# DATASET
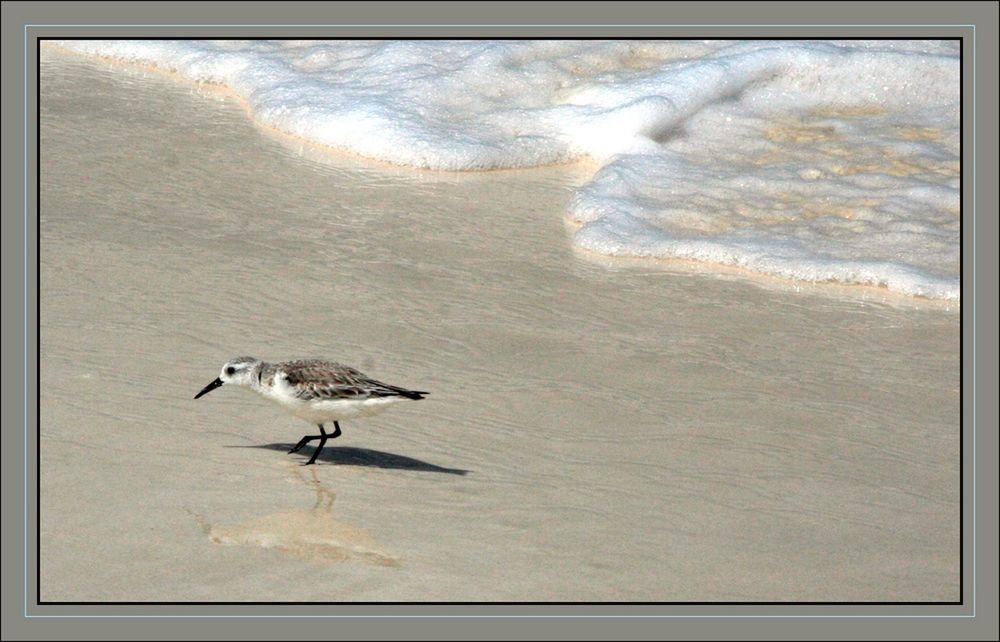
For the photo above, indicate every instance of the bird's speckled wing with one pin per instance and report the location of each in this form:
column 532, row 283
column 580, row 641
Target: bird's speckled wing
column 319, row 379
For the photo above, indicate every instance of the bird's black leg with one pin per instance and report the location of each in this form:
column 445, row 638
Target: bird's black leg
column 305, row 440
column 322, row 442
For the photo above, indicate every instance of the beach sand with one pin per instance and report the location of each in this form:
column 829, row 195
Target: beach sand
column 596, row 430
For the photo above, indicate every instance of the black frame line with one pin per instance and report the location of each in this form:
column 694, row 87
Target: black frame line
column 962, row 283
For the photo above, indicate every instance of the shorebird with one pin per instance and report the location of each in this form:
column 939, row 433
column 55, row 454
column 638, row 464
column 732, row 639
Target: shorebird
column 315, row 390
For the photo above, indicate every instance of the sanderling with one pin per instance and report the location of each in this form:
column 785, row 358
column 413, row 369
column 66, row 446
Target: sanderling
column 313, row 389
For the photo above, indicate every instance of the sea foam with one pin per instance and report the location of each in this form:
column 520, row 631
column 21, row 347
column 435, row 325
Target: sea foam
column 810, row 160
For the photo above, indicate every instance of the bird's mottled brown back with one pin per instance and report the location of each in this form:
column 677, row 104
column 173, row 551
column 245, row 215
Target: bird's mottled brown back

# GIVEN PROBLEM
Rewrite the full listing above, switching "one pin per instance" to "a single pin for each instance" wherever it occurs and leaving everything else unchanged. Omit the pictures from your answer.

# FINAL RESULT
For the photo above, indicate every instance of the bird's speckled wing with a single pin for each instance and report the location of each in this form:
column 532, row 283
column 580, row 641
Target: bird's speckled wing
column 319, row 379
For the photo above, indicate every instance of the bird's black leg with a single pin for each instance and report the location of each in this form:
column 445, row 638
Target: bird's black leg
column 305, row 440
column 322, row 442
For the photo above, indicate every instance of the beach sand with a single pin for each instance and report the location of each in this form:
column 829, row 195
Target: beach sand
column 596, row 430
For the photo above, indicate every instance of the black frame line with a single pin for each instance and report the location of each in this form:
column 694, row 87
Target: black frame line
column 962, row 283
For the photo above, indicate every instance of the shorebird with a single pin for each instance and report the location of each in this form:
column 939, row 433
column 55, row 454
column 638, row 464
column 732, row 639
Target: shorebird
column 315, row 390
For the photo above, indicate every instance of the sanderling with a single pin for each instance and report the location of each in this form:
column 785, row 358
column 413, row 369
column 66, row 446
Target: sanderling
column 313, row 389
For the photo above, indicate every instance of the sea foam with a single pin for each instance and report the location of each in this form:
column 520, row 631
column 21, row 347
column 435, row 325
Target: sea foam
column 810, row 160
For the photo above, indicate every instance of the bird's mottled brown back with a single pin for each instance and report the location of each in this form:
column 677, row 104
column 173, row 551
column 245, row 215
Target: bird's mottled brown back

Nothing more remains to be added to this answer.